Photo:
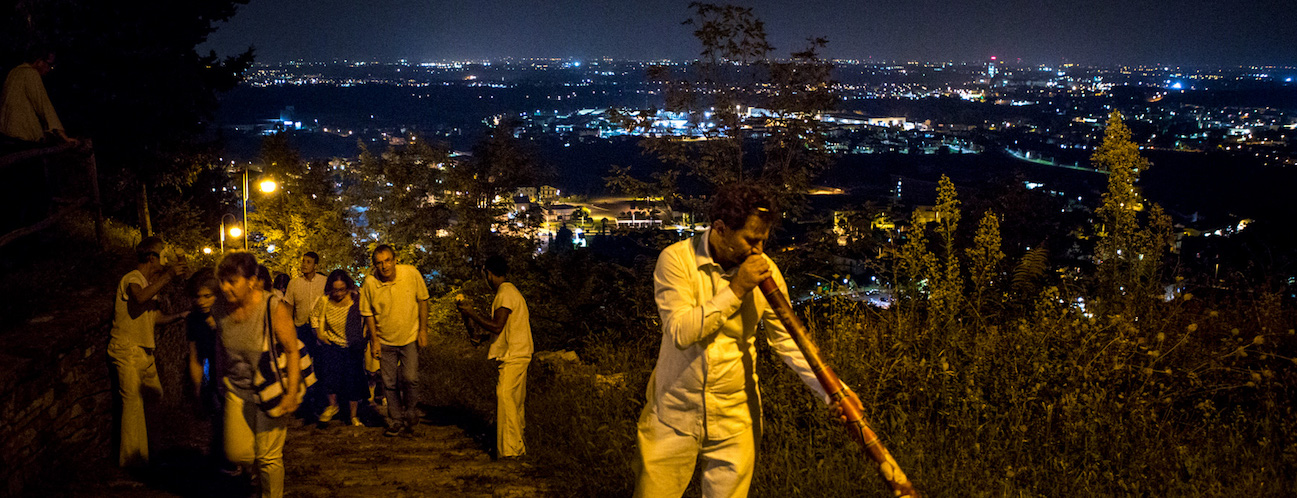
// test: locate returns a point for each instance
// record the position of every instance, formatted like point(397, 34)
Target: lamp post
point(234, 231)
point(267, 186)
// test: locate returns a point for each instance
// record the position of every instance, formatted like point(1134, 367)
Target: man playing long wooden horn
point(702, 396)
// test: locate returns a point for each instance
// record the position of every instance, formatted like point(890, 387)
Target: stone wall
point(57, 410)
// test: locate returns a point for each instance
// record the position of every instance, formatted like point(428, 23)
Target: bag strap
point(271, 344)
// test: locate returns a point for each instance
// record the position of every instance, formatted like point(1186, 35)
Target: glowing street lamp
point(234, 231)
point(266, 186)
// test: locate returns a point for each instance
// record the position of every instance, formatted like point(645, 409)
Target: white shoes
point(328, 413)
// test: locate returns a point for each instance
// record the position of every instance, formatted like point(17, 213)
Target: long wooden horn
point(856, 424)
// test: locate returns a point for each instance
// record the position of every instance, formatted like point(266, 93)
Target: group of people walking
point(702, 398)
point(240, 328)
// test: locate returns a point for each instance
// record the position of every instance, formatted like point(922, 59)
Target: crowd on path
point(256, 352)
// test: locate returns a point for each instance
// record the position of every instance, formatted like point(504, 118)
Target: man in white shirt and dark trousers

• • • • • • •

Copy every line above word for word, leaving out the pictures.

Photo:
// test: locate returns a point for each instance
// record the position of every instance, formatted like point(397, 34)
Target: lamp post
point(234, 231)
point(267, 186)
// test: locate returns a point for each instance
// record the position of every instance, formatted like point(1134, 367)
Target: man playing long wooden horn
point(702, 396)
// test: locate returns a point for each instance
// record the position of every instance, formatted like point(890, 387)
Target: stone wall
point(57, 410)
// test: locate returns a point for each instance
// record the position of every instance, formatted like point(428, 23)
Target: bag strap
point(271, 344)
// test: locate returns a point for each instance
// record the position of every instance, formatted like point(1186, 35)
Target: glowing street lamp
point(234, 231)
point(266, 186)
// test: locate returns a point for each instance
// record the position of every instance, formatted like point(645, 409)
Target: white shoes
point(328, 413)
// test: locate returns a point for each instance
// record the position of every instance, formatted like point(17, 213)
Target: long wooden horn
point(856, 424)
// test: locate returns a point for each instance
// record the position of every instance, formatted like point(266, 93)
Target: group of people walking
point(702, 398)
point(240, 328)
// test: locate returns a point for each instance
// record the position of every instance, formatted like point(922, 59)
Target: crowd on path
point(256, 352)
// test: locate returns a point for each instance
// record the position of every instance, formatted like point(504, 118)
Target: man in white shirt and dark trousers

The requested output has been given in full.